#### ページ抜粋

学生の頃 何度も「献血」した事がある。
日本赤十字社の献血車で 献血したわけではない。
日赤の献血でも採血後 乳酸菌飲料を貰えるが、
この「献血」では、千円分の食券が貰えた。
クラブの医学部の先輩から「悪魔の様に囁かれ」て
医学の進歩の為に 血液を献じる「献血」。決して 売血では無い。
最初は、大学病院にあった「帝国ホテル」系列のレストランの食券。
ただし 千円で食べられるのは カレーライスだけの上、
とても優雅な盛り付けなので お腹がいっぱいにならない。
食堂選ぶ「大きな自由」をくれと 先輩に 泣いて頼んだ。
当時 大学の近くで 食事が出来る所がなかった。
構内で食べられる所は、他に「学食」「ドミトリー」「カフェ」があった。
「カフェ」は、サンドイッチ程度しか作っていない。
「学食」は、千円であれば、三、四食分にはなるが、頗る不味い。
「ドミトリー」は、研修医やナースが利用する食堂で、
「学食」より美味しく、メニューはちょっと高級 お値段もちょっと高級。
千円だと 二食弱ってとこだった。
選択する「大きな自由」は ただ一つ。当然「ドミトリー」の食券千円分だ。
医学の進歩の為に クラブの後輩まで引き込んで、何度も「献血」した。
中には 採血されている自分の血液を見て、気が遠くなった軟弱な後輩もいた。
後で食べるであろう「トンカツセット」に想いを馳せ、
シリンジの中に入って行く自分の血を眺めながら
「大きな自由」を口ずさんでいた。
♪いつか晴れた日 目覚めた朝に 血を越えて 愛し合えたら♪
もう30年以上も昔の話、あの血液は、なんか医学の役に立ったのだろうか?
現在は「献血」しなくても 自炊ではあるが「トンカツセット」が食べられます。

########
#### 提供された行

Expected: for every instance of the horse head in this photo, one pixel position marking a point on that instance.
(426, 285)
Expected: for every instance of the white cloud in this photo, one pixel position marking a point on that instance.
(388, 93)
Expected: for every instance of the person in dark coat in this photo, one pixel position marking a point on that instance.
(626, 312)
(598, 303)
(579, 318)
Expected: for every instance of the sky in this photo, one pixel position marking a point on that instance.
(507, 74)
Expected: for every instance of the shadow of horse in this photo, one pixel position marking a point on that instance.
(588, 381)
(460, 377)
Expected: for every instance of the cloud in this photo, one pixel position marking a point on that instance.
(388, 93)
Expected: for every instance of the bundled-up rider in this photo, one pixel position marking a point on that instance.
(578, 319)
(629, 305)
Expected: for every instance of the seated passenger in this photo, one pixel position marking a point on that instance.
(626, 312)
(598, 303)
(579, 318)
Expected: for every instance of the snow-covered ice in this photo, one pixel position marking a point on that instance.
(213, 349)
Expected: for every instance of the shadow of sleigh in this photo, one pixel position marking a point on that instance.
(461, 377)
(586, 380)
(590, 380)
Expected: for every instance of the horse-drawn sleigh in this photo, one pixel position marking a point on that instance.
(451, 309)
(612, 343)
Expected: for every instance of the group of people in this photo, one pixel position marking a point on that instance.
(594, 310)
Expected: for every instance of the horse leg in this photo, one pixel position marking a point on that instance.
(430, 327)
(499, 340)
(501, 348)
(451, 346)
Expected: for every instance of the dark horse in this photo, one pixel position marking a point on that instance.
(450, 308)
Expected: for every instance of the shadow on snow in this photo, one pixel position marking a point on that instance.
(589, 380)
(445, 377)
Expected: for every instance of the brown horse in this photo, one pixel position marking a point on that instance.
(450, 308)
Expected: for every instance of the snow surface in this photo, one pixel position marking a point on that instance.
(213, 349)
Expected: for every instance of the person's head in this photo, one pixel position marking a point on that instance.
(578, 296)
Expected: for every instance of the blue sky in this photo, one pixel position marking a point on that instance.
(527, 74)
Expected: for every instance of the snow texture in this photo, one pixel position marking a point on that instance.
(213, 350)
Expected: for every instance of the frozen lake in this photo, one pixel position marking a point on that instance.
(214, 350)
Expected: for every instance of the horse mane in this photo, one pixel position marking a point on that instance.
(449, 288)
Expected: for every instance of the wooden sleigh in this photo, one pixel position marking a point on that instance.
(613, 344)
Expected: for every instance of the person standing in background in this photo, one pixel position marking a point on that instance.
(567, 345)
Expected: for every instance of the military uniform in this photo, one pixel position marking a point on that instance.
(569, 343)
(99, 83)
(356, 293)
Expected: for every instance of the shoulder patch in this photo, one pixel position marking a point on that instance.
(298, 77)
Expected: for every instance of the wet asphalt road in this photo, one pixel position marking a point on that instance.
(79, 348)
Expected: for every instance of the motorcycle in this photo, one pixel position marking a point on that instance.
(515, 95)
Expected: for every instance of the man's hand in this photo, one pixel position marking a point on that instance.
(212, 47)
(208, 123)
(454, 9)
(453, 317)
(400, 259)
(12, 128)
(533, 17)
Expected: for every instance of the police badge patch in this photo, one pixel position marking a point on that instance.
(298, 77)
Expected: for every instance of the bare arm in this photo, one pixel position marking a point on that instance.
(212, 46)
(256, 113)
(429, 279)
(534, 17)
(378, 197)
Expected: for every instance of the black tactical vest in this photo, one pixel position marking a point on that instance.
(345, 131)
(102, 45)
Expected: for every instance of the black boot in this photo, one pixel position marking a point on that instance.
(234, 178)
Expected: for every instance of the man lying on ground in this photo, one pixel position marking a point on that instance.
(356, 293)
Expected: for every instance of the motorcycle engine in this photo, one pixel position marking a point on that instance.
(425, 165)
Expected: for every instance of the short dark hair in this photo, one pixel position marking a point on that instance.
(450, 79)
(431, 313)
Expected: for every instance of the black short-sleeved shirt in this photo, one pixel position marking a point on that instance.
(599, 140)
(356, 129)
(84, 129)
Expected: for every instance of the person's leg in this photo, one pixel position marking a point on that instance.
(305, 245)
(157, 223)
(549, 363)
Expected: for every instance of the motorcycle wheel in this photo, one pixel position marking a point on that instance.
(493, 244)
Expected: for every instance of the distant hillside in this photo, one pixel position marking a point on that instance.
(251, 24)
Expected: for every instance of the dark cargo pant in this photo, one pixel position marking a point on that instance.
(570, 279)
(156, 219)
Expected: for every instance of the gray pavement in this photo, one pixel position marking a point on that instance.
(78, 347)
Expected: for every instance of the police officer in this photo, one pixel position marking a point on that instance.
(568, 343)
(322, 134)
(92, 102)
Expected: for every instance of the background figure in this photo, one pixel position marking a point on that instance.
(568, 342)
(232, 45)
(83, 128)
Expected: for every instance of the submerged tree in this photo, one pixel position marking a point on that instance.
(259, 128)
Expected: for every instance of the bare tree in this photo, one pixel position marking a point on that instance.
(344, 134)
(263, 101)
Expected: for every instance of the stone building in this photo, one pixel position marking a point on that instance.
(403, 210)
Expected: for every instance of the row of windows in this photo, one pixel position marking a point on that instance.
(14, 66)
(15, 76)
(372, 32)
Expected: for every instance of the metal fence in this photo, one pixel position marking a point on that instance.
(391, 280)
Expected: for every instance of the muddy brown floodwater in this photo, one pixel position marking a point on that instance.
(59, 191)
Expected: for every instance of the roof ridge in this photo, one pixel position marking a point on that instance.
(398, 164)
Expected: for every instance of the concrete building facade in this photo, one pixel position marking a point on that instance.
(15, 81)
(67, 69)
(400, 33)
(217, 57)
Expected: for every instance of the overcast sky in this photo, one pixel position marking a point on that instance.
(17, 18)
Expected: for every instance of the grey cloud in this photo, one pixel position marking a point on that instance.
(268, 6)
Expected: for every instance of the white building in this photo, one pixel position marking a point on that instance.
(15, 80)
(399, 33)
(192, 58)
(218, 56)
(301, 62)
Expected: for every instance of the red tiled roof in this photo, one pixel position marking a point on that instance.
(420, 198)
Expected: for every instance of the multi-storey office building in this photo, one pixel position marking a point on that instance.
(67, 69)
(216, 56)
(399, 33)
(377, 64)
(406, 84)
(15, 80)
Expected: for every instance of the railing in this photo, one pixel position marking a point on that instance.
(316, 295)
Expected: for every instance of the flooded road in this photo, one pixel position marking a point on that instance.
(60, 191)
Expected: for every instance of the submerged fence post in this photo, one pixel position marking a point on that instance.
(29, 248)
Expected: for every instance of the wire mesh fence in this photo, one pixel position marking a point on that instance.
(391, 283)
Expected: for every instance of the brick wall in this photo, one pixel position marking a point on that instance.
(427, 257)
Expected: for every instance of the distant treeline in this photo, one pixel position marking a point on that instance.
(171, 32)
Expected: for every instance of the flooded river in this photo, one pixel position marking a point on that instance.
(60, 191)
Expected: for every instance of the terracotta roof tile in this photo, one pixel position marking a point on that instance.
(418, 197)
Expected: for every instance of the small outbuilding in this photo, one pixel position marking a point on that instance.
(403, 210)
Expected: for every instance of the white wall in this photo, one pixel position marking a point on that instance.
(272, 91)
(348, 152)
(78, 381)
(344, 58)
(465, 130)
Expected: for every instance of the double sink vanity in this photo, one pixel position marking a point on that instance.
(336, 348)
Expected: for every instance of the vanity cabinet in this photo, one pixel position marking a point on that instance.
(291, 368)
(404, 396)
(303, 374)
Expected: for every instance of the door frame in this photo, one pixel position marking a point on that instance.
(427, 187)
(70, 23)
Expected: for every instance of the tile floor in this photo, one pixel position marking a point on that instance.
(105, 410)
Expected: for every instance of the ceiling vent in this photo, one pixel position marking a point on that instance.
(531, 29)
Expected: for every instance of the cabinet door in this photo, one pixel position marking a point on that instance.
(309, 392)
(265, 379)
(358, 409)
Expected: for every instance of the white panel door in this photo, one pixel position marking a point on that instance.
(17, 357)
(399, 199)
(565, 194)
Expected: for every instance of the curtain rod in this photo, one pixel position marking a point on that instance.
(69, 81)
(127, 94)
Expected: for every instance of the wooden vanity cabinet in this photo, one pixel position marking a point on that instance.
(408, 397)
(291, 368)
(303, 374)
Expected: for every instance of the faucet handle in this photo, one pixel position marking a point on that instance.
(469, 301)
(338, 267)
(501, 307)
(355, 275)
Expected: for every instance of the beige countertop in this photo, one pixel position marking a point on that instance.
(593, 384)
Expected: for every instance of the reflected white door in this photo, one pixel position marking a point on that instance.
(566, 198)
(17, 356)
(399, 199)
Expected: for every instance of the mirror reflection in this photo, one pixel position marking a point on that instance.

########

課題について
献血についての文章から、「ただし 千円で食べられるのは カレーライスだけの上、」に始まり「中には 採血されている自分の血液を見て、気が遠くなった軟弱な後輩もいた。」に至るまでの全文を一字も変えずに書き写しなさい。

あなたの解答
ただし 千円で食べられるのは カレーライスだけの上、
とても優雅な盛り付けなので お腹がいっぱいにならない。
食堂選ぶ「大きな自由」をくれと 先輩に 泣いて頼んだ。
当時 大学の近くで 食事が出来る所がなかった。
構内で食べられる所は、他に「学食」「ドミトリー」「カフェ」があった。
「カフェ」は、サンドイッチ程度しか作っていない。
「学食」は、千円であれば、三、四食分にはなるが、頗る不味い。
「ドミトリー」は、研修医やナースが利用する食堂で、
「学食」より美味しく、メニューはちょっと高級 お値段もちょっと高級。
千円だと 二食弱ってとこだった。
選択する「大きな自由」は ただ一つ。当然「ドミトリー」の食券千円分だ。
医学の進歩の為に クラブの後輩まで引き込んで、何度も「献血」した。
中には 採血されている自分の血液を見て、気が遠くなった軟弱な後輩もいた。